= Listed records =
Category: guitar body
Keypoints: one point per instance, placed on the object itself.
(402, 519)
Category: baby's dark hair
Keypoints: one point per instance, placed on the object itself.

= What to do =
Please transcribe the listing in full. Keep each line exact.

= Result for this task =
Category: guitar body
Keypoints: one point per instance, placed on the object itself.
(402, 519)
Category: baby's dark hair
Keypoints: one point per instance, placed on the object itself.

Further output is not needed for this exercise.